## [WHAT YOU HAVE TO DO]
All of the entries should be returned without a single change.

(Data extracted from a collection)
────────────────────
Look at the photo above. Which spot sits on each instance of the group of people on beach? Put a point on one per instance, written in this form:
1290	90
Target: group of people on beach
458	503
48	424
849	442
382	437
────────────────────
## [SOLVED EXERCISE]
Look at the photo above. Which spot sits on each instance of the group of people on beach? Put a point on one per instance, written in this form:
1290	90
Target: group of people on beach
458	503
48	424
849	442
382	437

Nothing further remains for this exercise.